(Aim): Your task is to print the material below exactly as presented.

(Point labeling dataset excerpts):
━━━━━━━━━━━━━━━━━━━━━━━━━━━━━━

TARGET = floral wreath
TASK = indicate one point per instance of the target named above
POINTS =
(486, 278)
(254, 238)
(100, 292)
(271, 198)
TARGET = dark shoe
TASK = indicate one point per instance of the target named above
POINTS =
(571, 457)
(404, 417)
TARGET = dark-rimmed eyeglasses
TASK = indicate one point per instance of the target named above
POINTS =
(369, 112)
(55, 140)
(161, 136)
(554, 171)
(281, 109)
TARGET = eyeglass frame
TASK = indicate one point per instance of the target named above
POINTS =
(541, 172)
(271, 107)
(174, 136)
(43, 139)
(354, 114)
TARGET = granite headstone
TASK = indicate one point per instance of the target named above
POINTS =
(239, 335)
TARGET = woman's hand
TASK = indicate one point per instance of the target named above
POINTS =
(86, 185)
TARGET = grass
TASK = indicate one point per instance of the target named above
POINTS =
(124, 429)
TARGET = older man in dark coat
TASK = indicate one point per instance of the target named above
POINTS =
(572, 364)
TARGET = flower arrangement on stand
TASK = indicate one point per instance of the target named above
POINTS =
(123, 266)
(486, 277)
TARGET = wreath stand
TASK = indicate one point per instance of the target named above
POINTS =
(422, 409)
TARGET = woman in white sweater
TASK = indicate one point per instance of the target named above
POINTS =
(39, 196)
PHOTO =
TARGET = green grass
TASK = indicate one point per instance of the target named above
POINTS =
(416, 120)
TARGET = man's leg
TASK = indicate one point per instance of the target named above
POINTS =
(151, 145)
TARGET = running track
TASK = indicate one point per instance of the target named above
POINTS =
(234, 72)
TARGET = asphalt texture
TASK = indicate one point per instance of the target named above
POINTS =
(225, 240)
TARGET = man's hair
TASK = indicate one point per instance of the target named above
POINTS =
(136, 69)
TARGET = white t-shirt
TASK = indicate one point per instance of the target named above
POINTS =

━━━━━━━━━━━━━━━━━━━━━━━━━━━━━━

(Problem solution):
TARGET = floral wreath
TASK = indicate one point per instance of the target named above
POINTS =
(486, 278)
(254, 238)
(100, 292)
(271, 198)
TARGET = dark shoe
TASK = indicate one point per instance of the target named above
POINTS =
(571, 457)
(404, 417)
TARGET = dark-rimmed eyeglasses
TASK = indicate one point per instance of the target named above
POINTS =
(369, 112)
(55, 140)
(161, 136)
(554, 171)
(281, 109)
TARGET = eyeglass frame
TASK = indicate one point per instance of the target named above
POINTS =
(541, 172)
(271, 107)
(174, 136)
(43, 139)
(354, 114)
TARGET = granite headstone
TASK = indicate one point per instance of the target named above
POINTS =
(239, 335)
TARGET = woman's hand
TASK = indicate one point per instance of the target named above
POINTS =
(86, 185)
TARGET = grass
TASK = indicate one point per instance of the target named above
POINTS =
(124, 429)
TARGET = older man in dark coat
TASK = indicate one point per instance of the target named above
POINTS =
(572, 364)
TARGET = flower arrangement on stand
TASK = indicate one point per instance of the target named above
POINTS =
(123, 266)
(486, 277)
TARGET = wreath stand
TASK = indicate one point per instance of the target named above
POINTS =
(422, 409)
TARGET = woman in white sweater
TASK = indicate one point per instance of the target named above
POINTS =
(39, 196)
PHOTO =
TARGET = green grass
TASK = indicate one point per instance of the target named above
POINTS =
(416, 120)
TARGET = man's leg
TASK = indicate one point per instance of the target named above
POINTS =
(151, 145)
TARGET = running track
TASK = indicate one point per instance of the target named above
POINTS =
(234, 72)
TARGET = asphalt texture
TASK = indicate one point per instance of the target named above
POINTS =
(225, 240)
TARGET = man's hair
TASK = indicate one point per instance of the target named above
POINTS =
(136, 69)
TARGET = white t-shirt
TASK = indicate one point per instance of the target named above
POINTS =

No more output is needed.